Saved entries
··········

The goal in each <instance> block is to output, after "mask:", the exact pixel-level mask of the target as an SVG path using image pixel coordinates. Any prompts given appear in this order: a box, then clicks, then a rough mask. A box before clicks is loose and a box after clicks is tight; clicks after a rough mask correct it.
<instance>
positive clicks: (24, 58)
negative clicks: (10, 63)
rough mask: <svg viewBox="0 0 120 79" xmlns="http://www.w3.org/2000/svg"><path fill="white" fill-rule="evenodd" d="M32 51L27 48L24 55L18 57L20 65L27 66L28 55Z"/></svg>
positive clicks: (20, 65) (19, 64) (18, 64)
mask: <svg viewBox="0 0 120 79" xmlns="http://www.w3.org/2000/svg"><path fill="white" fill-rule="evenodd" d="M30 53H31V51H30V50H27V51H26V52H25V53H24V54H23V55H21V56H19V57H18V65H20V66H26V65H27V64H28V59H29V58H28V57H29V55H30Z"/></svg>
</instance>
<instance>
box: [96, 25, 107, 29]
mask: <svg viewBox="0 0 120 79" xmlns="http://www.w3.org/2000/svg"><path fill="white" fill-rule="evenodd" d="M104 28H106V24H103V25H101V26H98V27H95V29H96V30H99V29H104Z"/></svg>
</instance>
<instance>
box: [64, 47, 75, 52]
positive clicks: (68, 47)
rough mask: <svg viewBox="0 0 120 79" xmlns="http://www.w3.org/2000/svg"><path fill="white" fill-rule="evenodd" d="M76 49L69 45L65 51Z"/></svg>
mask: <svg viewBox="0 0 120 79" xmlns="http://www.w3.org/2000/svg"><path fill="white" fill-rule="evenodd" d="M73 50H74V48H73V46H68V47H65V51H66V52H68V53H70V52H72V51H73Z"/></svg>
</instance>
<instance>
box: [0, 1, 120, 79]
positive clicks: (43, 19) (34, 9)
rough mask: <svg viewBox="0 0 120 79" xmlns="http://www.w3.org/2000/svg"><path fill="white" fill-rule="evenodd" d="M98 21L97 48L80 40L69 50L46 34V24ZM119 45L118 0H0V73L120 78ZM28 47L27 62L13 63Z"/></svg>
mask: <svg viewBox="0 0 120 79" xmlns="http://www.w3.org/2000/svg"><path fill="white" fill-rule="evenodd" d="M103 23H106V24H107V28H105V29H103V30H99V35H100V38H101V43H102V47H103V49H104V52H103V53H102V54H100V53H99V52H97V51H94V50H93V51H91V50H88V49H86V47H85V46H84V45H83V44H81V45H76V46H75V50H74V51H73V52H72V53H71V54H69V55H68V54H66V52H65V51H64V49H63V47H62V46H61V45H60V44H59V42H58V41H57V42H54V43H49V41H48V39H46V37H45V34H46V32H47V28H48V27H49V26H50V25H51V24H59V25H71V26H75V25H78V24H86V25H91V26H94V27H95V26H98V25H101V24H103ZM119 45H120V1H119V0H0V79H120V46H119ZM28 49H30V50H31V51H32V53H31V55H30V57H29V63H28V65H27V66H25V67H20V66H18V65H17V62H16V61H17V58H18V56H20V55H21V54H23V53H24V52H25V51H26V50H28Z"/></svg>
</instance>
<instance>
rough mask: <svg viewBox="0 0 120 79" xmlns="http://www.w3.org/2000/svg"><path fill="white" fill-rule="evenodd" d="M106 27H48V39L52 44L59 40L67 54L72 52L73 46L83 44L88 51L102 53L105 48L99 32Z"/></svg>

··········

**THE PROBLEM**
Extract the complete set of records unchanged.

**ANSWER TO THE EXERCISE**
The goal in each <instance> block is to output, after "mask:", the exact pixel-level mask of the target as an SVG path using image pixel coordinates. Any prompts given appear in this order: a box, then clicks, then a rough mask. A box before clicks is loose and a box after clicks is tight; clicks after a rough mask correct it.
<instance>
positive clicks: (24, 58)
negative clicks: (10, 63)
rough mask: <svg viewBox="0 0 120 79" xmlns="http://www.w3.org/2000/svg"><path fill="white" fill-rule="evenodd" d="M32 51L27 48L24 55L18 57L20 65L27 66L28 55Z"/></svg>
positive clicks: (20, 65) (19, 64) (18, 64)
mask: <svg viewBox="0 0 120 79" xmlns="http://www.w3.org/2000/svg"><path fill="white" fill-rule="evenodd" d="M30 53H31V51H30V50H27V51H26V52H25V53H24V54H23V55H21V56H19V57H18V65H20V66H26V65H27V64H28V59H29V58H28V57H29V55H30Z"/></svg>
</instance>
<instance>
box: [96, 25, 107, 29]
mask: <svg viewBox="0 0 120 79" xmlns="http://www.w3.org/2000/svg"><path fill="white" fill-rule="evenodd" d="M104 28H106V24H103V25H101V26H98V27H95V29H96V30H99V29H104Z"/></svg>
</instance>
<instance>
box: [64, 47, 75, 52]
positive clicks: (68, 47)
rough mask: <svg viewBox="0 0 120 79" xmlns="http://www.w3.org/2000/svg"><path fill="white" fill-rule="evenodd" d="M76 49L69 45L65 51Z"/></svg>
mask: <svg viewBox="0 0 120 79" xmlns="http://www.w3.org/2000/svg"><path fill="white" fill-rule="evenodd" d="M73 50H74V48H73V46H68V47H65V51H66V52H68V53H70V52H72V51H73Z"/></svg>
</instance>
<instance>
box: [0, 1, 120, 79]
positive clicks: (43, 19) (34, 9)
rough mask: <svg viewBox="0 0 120 79" xmlns="http://www.w3.org/2000/svg"><path fill="white" fill-rule="evenodd" d="M98 21L97 48L80 40L69 50L46 34V24ZM119 45L118 0H0V73L120 78ZM28 47L27 62L13 63Z"/></svg>
mask: <svg viewBox="0 0 120 79" xmlns="http://www.w3.org/2000/svg"><path fill="white" fill-rule="evenodd" d="M103 23H106V24H107V28H105V29H103V30H99V35H100V38H101V43H102V47H103V49H104V52H103V53H102V54H100V53H99V52H97V51H94V50H93V51H91V50H88V49H86V47H85V46H84V45H83V44H81V45H76V46H75V50H74V51H73V52H72V53H71V54H69V55H68V54H66V52H65V51H64V49H63V47H62V46H61V45H60V44H59V42H58V41H57V42H54V43H49V41H48V39H46V37H45V34H46V32H47V28H48V27H49V26H50V25H51V24H59V25H71V26H75V25H78V24H86V25H91V26H94V27H95V26H98V25H101V24H103ZM119 45H120V1H119V0H0V79H120V46H119ZM28 49H30V50H31V51H32V53H31V55H30V57H29V63H28V65H27V66H25V67H20V66H18V65H17V62H16V61H17V58H18V56H20V55H21V54H23V53H24V52H25V51H26V50H28Z"/></svg>
</instance>
<instance>
rough mask: <svg viewBox="0 0 120 79" xmlns="http://www.w3.org/2000/svg"><path fill="white" fill-rule="evenodd" d="M106 27H48V39L52 44L59 40L67 54L72 52L73 46L83 44L88 51L102 53L105 48L99 32Z"/></svg>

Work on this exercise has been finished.